Task to carry out:
Repeat each entry word for word. Leave any images out of the copy.

Given data:
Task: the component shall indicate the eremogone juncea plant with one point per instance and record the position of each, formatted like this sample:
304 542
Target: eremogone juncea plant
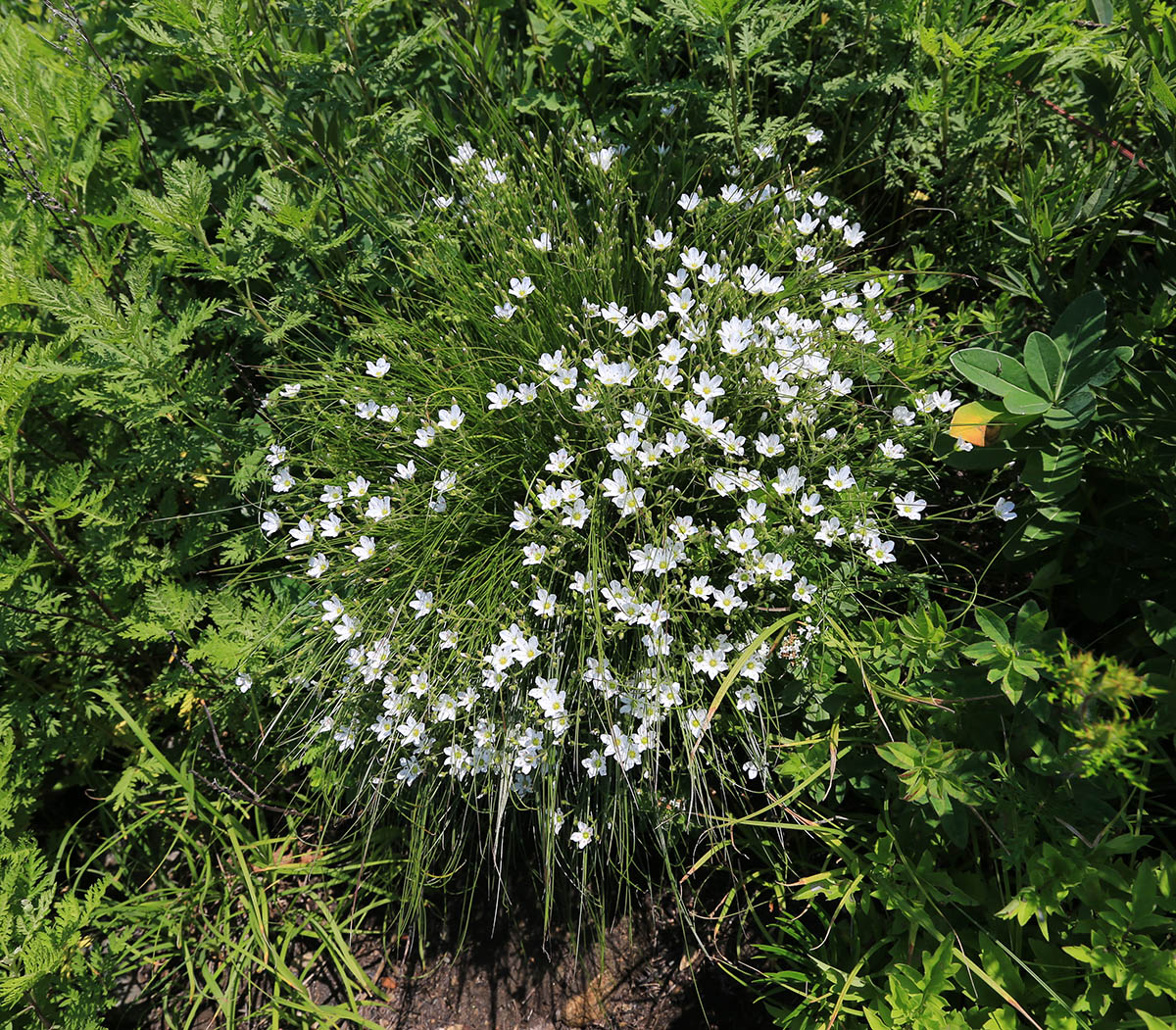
582 499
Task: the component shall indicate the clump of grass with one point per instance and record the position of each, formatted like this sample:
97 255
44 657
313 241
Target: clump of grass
577 504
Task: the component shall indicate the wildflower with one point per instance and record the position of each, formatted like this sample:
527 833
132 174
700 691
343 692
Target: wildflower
500 396
880 552
318 565
521 288
583 835
840 478
854 234
660 240
544 604
909 506
1004 510
379 508
451 417
807 224
303 533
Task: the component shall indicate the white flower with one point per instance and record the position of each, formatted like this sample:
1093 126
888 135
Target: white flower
451 417
544 604
807 224
707 386
521 288
303 533
810 505
660 240
854 234
330 525
604 158
909 506
422 604
583 834
840 478
318 565
500 396
880 552
379 508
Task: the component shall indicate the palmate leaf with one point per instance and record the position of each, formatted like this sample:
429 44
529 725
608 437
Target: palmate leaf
1045 365
1004 375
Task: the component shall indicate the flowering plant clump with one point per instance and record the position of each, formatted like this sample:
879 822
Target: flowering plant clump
577 511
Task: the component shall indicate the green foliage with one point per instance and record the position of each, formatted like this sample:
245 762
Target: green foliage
975 833
995 812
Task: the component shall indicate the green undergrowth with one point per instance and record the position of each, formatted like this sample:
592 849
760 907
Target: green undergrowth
969 817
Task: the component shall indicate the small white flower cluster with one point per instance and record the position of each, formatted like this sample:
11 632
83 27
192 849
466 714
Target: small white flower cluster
697 472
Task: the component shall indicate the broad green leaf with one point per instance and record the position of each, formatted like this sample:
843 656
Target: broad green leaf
1053 472
1024 402
1161 624
1162 90
994 371
1075 412
1044 363
1080 327
993 625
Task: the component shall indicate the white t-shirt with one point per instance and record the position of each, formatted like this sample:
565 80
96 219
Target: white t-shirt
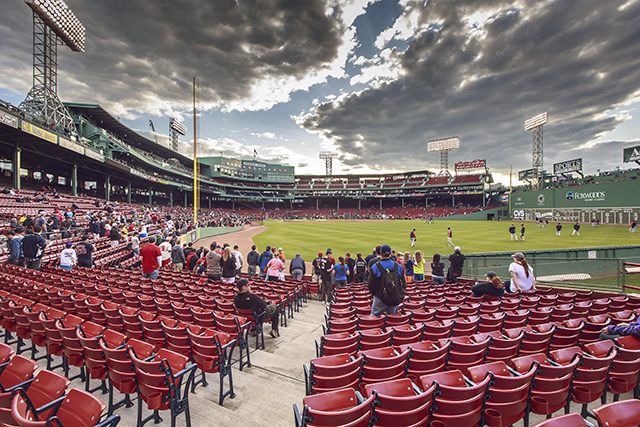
165 248
68 257
524 282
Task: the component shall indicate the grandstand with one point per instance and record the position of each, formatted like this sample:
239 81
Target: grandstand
439 334
105 159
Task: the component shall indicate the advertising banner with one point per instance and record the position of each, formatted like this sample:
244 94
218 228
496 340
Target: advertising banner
69 145
631 154
39 132
9 120
474 164
526 174
574 165
94 155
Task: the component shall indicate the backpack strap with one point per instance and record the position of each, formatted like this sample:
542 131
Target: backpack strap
383 271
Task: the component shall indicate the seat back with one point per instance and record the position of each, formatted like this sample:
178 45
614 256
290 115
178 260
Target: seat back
19 370
80 408
624 413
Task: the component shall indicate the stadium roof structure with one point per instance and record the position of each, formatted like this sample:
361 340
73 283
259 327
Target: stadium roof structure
376 175
106 121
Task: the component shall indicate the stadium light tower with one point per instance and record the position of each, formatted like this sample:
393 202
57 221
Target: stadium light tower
175 130
53 24
535 124
444 146
329 156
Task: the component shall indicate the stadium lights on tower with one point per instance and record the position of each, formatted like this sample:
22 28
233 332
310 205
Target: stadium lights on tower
175 130
329 156
535 124
53 23
444 146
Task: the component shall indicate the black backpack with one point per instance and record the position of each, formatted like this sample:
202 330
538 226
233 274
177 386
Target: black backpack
392 291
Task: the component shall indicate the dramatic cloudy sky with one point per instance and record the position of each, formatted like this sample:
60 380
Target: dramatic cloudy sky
372 80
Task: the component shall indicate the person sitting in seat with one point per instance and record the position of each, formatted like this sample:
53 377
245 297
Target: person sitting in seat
612 332
494 287
246 300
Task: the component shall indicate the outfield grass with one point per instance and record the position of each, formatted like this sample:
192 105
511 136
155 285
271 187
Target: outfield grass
311 237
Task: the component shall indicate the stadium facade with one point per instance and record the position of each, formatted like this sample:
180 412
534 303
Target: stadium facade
612 198
106 159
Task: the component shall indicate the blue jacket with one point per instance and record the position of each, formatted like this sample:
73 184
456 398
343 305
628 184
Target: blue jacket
33 246
375 276
632 329
297 263
14 249
264 259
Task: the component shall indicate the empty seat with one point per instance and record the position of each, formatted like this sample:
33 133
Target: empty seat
331 373
458 402
399 403
336 408
78 408
163 384
625 413
212 351
509 393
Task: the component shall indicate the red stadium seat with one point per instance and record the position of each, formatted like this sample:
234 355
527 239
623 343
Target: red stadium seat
336 408
625 413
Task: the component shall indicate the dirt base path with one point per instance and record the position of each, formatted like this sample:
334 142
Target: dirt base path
244 240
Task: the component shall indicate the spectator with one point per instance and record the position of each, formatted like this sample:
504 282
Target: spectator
68 257
246 300
239 260
263 260
213 263
360 269
351 263
522 278
437 270
33 248
228 266
151 259
84 252
15 252
114 236
297 268
135 243
494 287
418 266
340 271
252 261
408 267
177 257
624 329
457 261
375 284
274 267
165 249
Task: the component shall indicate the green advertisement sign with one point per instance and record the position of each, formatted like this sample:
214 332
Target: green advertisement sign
616 194
631 154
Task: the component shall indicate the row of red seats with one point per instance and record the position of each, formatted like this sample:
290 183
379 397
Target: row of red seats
59 332
42 399
495 394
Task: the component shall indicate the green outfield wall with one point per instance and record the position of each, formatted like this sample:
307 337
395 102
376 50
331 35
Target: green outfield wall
610 203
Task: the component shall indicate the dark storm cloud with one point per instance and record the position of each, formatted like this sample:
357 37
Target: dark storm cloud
143 53
575 59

Solution to the exercise:
Task: the component shall indicate the eremogone juncea plant with one point per instance and record the position of each, formatted like this sample:
304 542
Target: eremogone juncea plant
582 499
Task: the component shall indicate the clump of grass with one point per instance and record the position of each, formatted like this sample:
97 255
44 657
313 241
Target: clump of grass
577 504
Task: the component shall indicate the wildflower with one point per instance and record the position of each, formatted like this sample:
527 833
132 174
700 691
343 692
Target: wildflower
500 396
880 552
318 565
521 288
583 835
840 478
854 234
660 240
544 604
909 506
1004 510
379 508
451 417
807 224
303 533
Task: the component shall indicate the white flower with one point per instance and record the position of each, formatted like this sample:
1093 126
888 135
Target: white flower
451 417
544 604
807 224
707 386
521 288
303 533
810 505
660 240
854 234
330 525
604 158
909 506
422 604
583 834
840 478
318 565
500 396
880 552
379 508
Task: the component shall indicate the palmate leaf with one point per instance and record the position of each, formatted like this sample:
429 44
529 725
608 437
Target: palmate leaf
1045 365
1004 375
Task: the component shall indicate the flowering plant clump with one point per instance and record the position of each, formatted like this sample:
879 822
Target: flowering plant clump
577 511
Task: the component shall indicate the green foliage with one point per instance and record the position of each, formatted like this sample:
245 762
Target: green foliage
975 833
995 812
Task: the component shall indicate the green undergrowth with one point per instance and record the position of each, formatted like this sample:
592 849
760 907
Target: green undergrowth
969 817
Task: the component shall indicate the small white flower cluster with one point per instance and record the position of each, formatted like this sample:
11 632
83 27
192 849
466 714
Target: small white flower cluster
697 472
Task: the component shall indicate the broad green leaf with one point per instance and record the position of each, formatted like this sample:
843 656
Target: broad green leaf
1053 472
1024 402
1161 624
1162 90
994 371
1075 412
1044 363
1080 327
993 625
Task: the component shall indicate the white t-shirt with one point per instance and record the position of each, formatted like this sample:
565 80
96 219
Target: white t-shirt
165 248
68 257
524 282
Task: the component shall indicate the grandstand with one point per instance and record the position of each, formatted like this sample:
239 81
Target: grandstand
439 334
105 159
Task: the component shall indicate the advertising banner with one point per instance and record the position of each, formatted like this sample:
244 94
218 228
496 340
Target: advertising banner
69 145
631 154
39 132
9 120
474 164
526 174
574 165
94 155
Task: the component shall indicate the backpack strap with one point per instance and record the position of each, formatted like this sample:
542 131
Target: backpack strap
383 271
Task: the component shall indicate the seat back with one point per instance and record the position of each, formatted like this sample:
178 45
614 256
290 115
178 260
Target: seat back
19 370
80 408
624 413
Task: the component shall indicate the stadium roof structure with one point per instance and record the position of each, formatted like this sample:
361 340
73 283
259 327
Target: stadium roof structure
376 175
106 121
Task: the component shall indicate the stadium light tower with one point per instance and record the position of each, formatted like this sample:
393 202
57 221
Target: stadium light tower
175 130
53 24
535 124
444 146
329 156
Task: the component shall indicate the stadium lights on tower with one point per instance and record the position of each, formatted like this sample:
22 28
233 332
310 205
Target: stadium lights on tower
175 130
329 156
535 124
53 23
444 146
Task: the component shall indicate the black backpack with one point per instance and record the position of each, formatted like this sample:
202 330
538 226
233 274
177 386
Target: black backpack
392 291
Task: the component shall indicate the dramatic cloudy sky with one point per instance and record the position of each, formatted like this sample:
60 380
Target: dramatic cloudy sky
372 80
Task: the component shall indicate the person sitting in seat with one point per instance and record the position of each, formatted like this sample:
53 377
245 297
Target: person sitting in seat
612 332
494 287
246 300
Task: the component shall indicate the outfield grass with one point per instance and record the position of each, formatted like this sample:
192 105
511 136
155 285
271 187
Target: outfield grass
311 237
Task: the component shall indicate the stadium facade with one point per instance and record the position of each, formatted like this sample:
180 412
534 303
Target: stadium facade
612 198
106 159
Task: the component shall indicate the blue jacket with one point per instance and record the position of each, formatted like this sample:
73 184
456 398
343 305
628 184
Target: blue jacket
33 246
375 276
632 329
297 263
14 249
264 259
Task: the component shall indicate the empty seat with one point per instance and record the position of each, formatted like this sample:
33 133
Target: empty seat
331 373
458 402
399 403
336 408
78 408
163 384
625 413
212 351
509 393
Task: the component shall indicate the red stadium seat with one point per instance and record the position of each, formatted like this sample:
234 355
527 239
623 343
Target: red stadium seat
336 408
625 413
Task: the component shall indicate the dirt base path with one point per instance and record the position of each, formatted like this sample:
334 142
Target: dirt base path
244 240
Task: the component shall indicate the spectator with one point per instance and record the position of each, formatted like this sample:
504 282
Target: spectator
68 257
246 300
239 260
263 260
213 263
360 269
351 263
522 278
437 270
33 248
228 266
151 259
84 252
15 252
114 236
297 268
135 243
494 287
418 266
340 271
252 261
408 267
177 257
624 329
457 261
375 284
274 267
165 249
Task: the component shall indicate the green advertisement sign with one point per instance and record the position of each, formatted like this sample:
214 332
Target: green advertisement sign
616 194
631 154
Task: the component shall indicate the row of red seats with one point per instance and record the position of each, formatted like this sample:
290 183
379 397
Target: row of red seats
59 332
42 399
495 394
Task: the component shall indicate the green outfield wall with one point per instance and record the position of each, formatted like this sample:
307 337
395 102
376 50
331 35
Target: green outfield wall
610 203
Task: the component shall indicate the dark storm cloud with one point per instance and record the position of each, formatted like this sample:
357 37
Target: dark storm cloud
143 53
575 59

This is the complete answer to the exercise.